*Your goal*:
State how many lines of the material contain the string "strap", with uppercase and lowercase letters treated as distinct. Give only the number.

START Extracted entries

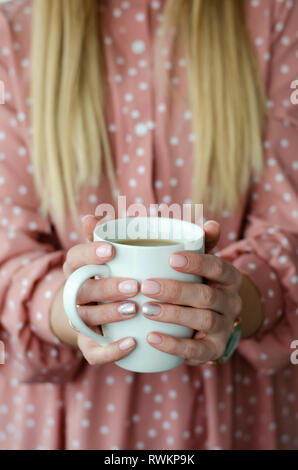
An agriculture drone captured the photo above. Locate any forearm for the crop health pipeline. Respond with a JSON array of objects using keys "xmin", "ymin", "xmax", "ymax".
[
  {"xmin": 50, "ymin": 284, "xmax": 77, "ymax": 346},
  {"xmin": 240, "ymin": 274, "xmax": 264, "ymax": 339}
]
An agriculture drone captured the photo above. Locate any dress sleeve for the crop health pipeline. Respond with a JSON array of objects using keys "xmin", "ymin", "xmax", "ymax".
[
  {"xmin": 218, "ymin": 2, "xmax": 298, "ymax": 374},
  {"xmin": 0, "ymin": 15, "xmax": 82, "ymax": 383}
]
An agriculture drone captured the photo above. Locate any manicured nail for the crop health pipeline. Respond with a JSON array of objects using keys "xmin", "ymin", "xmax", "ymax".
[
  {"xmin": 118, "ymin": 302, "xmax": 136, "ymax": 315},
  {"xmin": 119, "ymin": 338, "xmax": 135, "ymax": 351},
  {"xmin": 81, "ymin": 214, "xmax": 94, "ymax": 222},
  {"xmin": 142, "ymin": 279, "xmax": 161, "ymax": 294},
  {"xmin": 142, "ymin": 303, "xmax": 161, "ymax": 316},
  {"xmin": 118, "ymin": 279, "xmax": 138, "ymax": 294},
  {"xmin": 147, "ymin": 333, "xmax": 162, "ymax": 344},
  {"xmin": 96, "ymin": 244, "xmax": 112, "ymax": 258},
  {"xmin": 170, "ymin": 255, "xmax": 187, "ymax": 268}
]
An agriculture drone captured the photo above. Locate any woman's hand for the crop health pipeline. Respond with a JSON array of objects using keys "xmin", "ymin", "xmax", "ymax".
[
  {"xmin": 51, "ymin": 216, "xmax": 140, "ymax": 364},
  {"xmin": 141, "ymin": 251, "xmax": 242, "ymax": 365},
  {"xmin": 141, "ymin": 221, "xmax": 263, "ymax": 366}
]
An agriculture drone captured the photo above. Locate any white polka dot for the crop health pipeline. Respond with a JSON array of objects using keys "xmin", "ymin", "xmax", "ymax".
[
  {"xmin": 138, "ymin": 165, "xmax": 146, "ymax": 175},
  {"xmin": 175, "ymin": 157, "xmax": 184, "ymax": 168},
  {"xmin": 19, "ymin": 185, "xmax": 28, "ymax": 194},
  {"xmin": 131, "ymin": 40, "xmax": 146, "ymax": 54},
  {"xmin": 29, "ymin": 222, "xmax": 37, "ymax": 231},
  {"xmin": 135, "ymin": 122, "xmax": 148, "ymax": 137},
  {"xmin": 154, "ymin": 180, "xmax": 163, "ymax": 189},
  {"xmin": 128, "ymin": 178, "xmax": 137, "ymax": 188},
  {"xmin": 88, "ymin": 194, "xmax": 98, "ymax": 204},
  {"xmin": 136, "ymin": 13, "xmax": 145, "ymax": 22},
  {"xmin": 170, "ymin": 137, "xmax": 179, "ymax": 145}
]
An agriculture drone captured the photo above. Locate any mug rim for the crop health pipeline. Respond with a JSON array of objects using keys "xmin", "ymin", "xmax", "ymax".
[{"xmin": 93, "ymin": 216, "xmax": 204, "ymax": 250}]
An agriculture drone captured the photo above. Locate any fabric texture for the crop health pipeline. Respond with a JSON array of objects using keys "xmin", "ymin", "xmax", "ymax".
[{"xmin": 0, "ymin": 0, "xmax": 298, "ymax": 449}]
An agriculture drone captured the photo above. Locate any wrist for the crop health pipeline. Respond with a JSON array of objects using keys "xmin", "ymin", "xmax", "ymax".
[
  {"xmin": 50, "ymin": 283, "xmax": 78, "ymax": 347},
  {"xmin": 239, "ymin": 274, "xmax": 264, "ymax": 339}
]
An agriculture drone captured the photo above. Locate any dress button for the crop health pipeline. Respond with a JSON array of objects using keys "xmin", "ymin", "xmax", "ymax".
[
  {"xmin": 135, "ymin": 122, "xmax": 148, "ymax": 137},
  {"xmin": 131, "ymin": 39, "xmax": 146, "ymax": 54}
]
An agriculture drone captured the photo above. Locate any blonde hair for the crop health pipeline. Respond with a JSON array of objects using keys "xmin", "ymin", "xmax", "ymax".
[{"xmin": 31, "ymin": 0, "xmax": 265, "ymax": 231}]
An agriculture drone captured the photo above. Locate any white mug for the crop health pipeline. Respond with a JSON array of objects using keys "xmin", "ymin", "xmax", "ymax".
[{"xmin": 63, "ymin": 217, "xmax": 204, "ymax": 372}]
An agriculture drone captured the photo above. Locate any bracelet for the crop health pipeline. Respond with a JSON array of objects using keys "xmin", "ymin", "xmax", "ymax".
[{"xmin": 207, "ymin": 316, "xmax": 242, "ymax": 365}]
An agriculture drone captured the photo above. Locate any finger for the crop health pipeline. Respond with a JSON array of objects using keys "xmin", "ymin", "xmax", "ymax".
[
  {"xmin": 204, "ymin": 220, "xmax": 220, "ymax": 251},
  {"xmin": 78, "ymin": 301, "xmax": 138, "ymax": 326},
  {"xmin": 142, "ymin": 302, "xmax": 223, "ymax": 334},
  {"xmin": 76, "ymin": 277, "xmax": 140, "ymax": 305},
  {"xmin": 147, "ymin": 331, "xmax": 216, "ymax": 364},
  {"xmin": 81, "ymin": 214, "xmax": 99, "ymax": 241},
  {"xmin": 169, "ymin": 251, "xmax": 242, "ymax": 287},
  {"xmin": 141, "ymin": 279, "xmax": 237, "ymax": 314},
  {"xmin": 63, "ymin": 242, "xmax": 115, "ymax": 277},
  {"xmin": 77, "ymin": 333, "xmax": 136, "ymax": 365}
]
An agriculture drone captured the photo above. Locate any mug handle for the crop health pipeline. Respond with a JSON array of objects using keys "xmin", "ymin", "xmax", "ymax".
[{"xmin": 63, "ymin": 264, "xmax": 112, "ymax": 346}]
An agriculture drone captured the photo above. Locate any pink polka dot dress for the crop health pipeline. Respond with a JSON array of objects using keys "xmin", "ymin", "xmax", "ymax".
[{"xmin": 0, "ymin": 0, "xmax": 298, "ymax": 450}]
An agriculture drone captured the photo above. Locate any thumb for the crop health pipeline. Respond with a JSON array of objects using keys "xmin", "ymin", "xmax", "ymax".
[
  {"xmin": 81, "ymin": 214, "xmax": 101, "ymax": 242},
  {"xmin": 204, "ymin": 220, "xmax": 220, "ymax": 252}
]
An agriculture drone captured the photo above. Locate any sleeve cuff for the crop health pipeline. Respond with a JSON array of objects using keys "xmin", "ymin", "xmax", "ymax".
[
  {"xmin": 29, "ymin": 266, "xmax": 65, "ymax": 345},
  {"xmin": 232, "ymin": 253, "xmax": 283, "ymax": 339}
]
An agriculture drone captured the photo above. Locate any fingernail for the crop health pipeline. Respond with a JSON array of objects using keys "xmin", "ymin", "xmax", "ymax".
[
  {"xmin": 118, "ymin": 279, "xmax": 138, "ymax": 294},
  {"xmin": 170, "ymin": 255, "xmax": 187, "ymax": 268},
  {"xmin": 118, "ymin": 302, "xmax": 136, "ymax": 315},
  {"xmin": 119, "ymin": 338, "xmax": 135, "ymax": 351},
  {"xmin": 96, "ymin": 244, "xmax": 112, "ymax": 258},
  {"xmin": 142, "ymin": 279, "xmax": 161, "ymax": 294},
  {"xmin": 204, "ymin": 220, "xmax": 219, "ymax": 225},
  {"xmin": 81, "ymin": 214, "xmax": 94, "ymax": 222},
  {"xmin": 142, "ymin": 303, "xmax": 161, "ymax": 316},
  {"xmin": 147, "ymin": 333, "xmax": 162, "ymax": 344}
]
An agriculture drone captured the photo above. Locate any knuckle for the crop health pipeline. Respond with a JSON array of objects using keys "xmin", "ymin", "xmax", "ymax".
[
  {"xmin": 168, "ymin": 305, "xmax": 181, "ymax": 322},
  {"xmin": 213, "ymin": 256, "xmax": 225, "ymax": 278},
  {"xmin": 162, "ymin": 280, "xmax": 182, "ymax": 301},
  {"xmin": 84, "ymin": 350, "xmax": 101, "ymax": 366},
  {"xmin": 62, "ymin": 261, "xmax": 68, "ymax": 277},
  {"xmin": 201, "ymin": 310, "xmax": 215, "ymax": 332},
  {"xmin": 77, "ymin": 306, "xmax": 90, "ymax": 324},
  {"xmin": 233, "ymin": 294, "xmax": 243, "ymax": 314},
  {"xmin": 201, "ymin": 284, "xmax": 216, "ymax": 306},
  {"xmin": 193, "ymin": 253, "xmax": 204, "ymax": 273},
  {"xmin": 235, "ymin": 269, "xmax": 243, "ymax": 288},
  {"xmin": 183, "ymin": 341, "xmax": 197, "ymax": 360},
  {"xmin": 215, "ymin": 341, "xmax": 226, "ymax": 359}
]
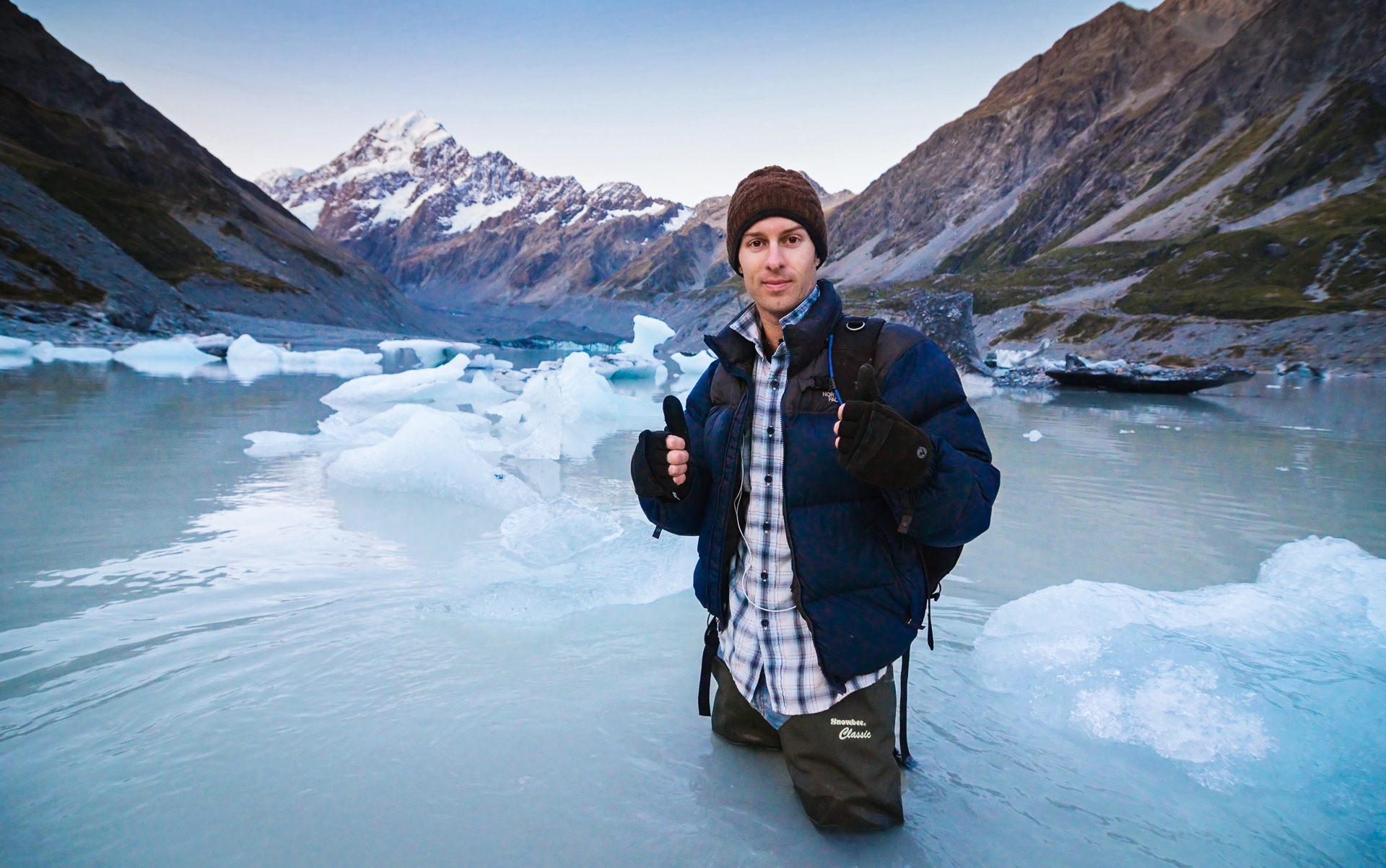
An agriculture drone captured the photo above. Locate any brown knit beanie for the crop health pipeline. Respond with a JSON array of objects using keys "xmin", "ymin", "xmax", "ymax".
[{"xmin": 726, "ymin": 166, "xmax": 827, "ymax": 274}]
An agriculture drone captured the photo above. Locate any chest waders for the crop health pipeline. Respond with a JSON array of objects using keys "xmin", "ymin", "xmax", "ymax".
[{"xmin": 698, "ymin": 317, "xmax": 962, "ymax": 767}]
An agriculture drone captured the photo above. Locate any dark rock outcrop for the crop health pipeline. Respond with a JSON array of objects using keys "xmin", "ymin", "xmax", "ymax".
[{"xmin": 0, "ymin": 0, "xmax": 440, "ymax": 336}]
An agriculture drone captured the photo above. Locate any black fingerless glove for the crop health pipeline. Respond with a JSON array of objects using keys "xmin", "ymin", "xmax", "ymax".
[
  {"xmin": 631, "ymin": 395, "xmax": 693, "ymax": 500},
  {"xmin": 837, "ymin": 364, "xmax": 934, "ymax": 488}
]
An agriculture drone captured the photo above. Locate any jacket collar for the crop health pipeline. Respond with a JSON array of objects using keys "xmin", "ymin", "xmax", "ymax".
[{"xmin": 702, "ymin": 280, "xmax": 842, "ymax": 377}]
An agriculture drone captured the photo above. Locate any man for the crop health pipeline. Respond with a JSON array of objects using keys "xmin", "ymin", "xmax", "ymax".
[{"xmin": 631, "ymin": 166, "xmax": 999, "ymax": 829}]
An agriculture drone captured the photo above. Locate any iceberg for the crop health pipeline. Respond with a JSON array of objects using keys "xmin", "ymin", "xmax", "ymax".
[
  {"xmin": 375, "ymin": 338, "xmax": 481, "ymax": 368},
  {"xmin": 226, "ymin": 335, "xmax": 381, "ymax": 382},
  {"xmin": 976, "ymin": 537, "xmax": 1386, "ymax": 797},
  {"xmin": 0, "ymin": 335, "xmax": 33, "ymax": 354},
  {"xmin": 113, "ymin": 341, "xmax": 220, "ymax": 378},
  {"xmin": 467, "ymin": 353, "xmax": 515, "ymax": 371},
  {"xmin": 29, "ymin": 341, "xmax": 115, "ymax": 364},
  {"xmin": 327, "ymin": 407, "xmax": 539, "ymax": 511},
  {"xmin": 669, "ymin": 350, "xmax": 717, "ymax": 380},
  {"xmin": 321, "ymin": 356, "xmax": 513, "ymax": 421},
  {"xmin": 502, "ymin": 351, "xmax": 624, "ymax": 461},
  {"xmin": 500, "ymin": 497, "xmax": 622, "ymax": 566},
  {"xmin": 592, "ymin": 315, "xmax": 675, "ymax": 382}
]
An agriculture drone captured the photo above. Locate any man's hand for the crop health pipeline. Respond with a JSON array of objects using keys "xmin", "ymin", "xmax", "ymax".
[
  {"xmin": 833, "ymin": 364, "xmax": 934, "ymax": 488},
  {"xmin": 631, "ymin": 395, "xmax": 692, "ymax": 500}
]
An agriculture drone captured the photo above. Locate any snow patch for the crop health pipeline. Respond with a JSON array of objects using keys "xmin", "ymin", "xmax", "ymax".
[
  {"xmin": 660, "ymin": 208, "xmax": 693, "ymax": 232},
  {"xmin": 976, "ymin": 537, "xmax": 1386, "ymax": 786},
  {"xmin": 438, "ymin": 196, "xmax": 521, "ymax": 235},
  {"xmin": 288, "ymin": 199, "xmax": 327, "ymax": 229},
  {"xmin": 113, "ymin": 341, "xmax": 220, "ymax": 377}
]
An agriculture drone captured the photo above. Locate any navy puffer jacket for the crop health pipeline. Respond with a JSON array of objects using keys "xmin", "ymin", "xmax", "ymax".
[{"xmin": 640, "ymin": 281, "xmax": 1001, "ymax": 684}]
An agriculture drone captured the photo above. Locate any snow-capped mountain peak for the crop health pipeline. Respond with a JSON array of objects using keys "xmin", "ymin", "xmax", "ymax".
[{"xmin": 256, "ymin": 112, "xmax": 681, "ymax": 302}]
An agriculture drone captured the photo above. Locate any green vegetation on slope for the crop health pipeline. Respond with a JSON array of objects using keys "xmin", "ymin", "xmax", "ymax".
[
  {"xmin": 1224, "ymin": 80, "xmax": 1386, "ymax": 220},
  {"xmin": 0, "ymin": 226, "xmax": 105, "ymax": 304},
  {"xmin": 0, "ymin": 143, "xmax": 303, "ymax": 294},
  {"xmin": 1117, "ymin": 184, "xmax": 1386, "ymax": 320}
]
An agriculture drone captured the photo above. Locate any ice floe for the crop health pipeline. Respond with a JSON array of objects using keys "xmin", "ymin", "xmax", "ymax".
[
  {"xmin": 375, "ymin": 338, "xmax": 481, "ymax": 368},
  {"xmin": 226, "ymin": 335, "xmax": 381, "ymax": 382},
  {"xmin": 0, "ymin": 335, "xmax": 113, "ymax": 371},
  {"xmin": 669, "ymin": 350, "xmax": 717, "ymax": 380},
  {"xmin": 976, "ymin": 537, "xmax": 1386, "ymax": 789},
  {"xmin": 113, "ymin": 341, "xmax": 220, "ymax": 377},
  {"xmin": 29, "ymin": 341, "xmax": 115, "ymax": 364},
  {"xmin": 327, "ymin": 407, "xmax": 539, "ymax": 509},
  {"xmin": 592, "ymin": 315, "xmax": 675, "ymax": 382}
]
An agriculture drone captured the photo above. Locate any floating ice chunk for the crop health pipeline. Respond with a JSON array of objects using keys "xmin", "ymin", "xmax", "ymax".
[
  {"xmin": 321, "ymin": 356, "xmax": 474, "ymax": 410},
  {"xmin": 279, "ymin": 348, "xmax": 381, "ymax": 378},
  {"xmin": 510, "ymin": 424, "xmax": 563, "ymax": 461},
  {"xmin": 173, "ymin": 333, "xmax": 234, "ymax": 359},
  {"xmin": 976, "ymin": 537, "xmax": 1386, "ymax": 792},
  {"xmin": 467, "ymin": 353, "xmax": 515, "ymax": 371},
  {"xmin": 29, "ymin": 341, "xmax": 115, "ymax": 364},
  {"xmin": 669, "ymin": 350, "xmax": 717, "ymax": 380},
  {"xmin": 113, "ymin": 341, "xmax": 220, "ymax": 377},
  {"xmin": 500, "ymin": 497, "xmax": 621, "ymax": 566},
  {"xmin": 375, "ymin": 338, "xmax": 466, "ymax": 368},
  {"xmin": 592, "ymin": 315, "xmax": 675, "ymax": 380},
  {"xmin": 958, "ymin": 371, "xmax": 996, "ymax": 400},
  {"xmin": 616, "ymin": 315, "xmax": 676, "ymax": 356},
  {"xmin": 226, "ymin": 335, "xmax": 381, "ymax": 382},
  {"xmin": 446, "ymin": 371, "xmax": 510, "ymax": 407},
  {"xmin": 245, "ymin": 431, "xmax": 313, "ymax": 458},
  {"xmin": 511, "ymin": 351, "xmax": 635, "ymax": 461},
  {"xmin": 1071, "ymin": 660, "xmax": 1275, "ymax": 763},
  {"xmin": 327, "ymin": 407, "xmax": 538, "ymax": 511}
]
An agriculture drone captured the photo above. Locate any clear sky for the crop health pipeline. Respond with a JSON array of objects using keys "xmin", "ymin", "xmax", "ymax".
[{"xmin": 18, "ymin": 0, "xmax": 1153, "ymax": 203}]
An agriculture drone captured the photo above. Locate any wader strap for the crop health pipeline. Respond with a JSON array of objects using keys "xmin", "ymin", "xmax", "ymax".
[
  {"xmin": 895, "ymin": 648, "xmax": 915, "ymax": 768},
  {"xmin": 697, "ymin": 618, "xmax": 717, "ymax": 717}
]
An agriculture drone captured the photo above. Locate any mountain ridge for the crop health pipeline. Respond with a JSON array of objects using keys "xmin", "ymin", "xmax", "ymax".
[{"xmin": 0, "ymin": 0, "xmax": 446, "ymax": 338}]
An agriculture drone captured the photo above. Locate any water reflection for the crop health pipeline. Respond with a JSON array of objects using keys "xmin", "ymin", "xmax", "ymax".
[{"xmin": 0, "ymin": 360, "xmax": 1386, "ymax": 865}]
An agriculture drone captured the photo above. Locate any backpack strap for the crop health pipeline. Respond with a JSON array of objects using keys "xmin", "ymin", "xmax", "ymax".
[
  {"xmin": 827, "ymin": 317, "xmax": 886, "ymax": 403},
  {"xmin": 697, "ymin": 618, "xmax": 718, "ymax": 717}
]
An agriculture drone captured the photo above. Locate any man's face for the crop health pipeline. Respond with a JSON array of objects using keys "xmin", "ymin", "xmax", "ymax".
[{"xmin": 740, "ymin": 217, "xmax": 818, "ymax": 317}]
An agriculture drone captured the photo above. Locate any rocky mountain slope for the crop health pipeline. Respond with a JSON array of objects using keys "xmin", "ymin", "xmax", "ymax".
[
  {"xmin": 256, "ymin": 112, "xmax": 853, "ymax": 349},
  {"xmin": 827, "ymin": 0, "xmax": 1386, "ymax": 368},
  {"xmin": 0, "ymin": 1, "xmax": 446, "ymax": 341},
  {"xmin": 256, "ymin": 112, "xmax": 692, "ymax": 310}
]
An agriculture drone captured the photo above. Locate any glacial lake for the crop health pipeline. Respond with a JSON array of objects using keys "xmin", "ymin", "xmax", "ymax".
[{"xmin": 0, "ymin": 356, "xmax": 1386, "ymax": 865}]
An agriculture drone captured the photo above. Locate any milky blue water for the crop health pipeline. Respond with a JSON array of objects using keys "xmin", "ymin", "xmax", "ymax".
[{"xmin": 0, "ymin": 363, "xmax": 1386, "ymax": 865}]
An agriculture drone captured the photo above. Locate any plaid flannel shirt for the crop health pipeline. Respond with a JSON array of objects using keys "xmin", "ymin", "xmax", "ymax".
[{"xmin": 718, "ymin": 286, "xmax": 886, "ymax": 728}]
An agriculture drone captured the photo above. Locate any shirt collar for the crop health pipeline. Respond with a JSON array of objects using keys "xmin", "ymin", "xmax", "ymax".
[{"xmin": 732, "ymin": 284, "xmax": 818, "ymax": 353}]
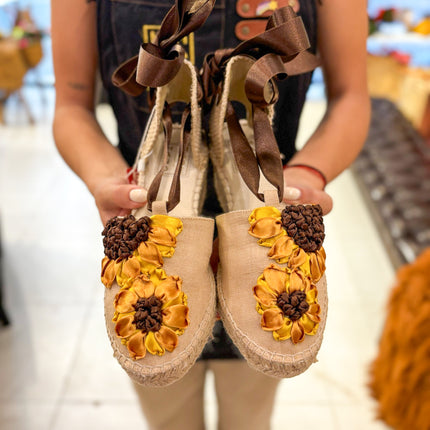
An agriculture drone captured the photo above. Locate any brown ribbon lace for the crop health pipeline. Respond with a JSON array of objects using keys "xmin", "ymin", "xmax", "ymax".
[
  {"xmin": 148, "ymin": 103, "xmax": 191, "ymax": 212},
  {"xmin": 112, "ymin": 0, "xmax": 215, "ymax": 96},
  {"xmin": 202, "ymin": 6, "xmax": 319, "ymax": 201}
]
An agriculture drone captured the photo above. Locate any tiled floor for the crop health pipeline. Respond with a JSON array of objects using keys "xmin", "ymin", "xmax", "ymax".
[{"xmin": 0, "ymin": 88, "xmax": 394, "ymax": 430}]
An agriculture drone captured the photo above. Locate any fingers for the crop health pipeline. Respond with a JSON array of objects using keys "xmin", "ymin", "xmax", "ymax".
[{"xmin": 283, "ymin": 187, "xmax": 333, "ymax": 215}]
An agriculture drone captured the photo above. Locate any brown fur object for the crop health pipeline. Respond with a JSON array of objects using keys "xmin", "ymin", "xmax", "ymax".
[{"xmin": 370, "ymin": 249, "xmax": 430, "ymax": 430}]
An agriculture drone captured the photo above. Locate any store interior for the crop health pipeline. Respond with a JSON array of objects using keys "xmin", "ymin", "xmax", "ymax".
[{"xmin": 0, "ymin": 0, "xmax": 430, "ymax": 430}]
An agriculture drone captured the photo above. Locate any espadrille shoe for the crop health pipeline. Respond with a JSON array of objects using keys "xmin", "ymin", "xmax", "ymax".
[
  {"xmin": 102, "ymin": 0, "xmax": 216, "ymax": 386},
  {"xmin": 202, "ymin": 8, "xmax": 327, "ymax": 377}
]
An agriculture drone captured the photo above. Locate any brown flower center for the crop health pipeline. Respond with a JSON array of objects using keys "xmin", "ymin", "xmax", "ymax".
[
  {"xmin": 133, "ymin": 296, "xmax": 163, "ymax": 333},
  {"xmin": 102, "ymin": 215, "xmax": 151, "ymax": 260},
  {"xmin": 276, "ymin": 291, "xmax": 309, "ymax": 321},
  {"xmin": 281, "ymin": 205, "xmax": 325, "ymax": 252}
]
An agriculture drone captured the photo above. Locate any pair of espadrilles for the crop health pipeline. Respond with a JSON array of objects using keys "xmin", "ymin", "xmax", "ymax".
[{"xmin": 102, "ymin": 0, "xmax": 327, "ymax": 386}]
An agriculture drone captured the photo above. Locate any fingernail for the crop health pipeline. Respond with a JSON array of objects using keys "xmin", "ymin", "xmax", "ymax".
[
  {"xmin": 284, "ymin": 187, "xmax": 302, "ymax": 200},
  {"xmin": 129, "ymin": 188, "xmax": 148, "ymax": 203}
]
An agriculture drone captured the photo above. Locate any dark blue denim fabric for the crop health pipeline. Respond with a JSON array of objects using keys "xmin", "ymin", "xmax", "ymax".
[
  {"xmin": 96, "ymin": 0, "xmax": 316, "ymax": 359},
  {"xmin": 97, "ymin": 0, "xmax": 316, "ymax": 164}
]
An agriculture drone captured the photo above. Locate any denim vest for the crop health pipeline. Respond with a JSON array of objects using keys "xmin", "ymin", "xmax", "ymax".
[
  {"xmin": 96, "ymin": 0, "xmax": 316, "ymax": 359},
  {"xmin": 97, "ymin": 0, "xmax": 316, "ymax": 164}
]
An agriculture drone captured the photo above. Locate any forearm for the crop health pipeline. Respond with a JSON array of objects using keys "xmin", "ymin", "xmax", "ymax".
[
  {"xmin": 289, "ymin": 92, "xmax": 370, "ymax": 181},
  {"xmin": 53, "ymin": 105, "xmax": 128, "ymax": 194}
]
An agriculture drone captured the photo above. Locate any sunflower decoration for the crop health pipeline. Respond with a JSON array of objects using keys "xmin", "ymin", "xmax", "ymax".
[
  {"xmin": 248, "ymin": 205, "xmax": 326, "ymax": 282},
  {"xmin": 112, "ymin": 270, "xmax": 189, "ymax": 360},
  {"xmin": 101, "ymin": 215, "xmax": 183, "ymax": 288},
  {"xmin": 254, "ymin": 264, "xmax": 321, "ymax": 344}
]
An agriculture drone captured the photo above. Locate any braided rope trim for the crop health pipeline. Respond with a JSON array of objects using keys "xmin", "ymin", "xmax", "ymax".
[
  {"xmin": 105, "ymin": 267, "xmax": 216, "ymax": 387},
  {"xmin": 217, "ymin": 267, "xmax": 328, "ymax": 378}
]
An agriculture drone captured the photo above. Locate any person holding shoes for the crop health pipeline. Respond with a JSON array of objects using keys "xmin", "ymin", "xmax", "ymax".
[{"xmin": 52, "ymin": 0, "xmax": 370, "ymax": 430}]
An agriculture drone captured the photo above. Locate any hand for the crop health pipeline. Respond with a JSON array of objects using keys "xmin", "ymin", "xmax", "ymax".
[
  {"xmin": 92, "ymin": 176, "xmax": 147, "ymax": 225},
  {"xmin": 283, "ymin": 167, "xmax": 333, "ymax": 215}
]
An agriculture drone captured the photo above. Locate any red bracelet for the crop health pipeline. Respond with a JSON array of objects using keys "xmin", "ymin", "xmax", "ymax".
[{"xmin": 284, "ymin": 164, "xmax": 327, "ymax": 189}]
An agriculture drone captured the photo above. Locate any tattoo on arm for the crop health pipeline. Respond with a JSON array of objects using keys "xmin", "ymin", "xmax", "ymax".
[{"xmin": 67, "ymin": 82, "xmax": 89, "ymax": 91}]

END Extracted entries

*Expected answer*:
2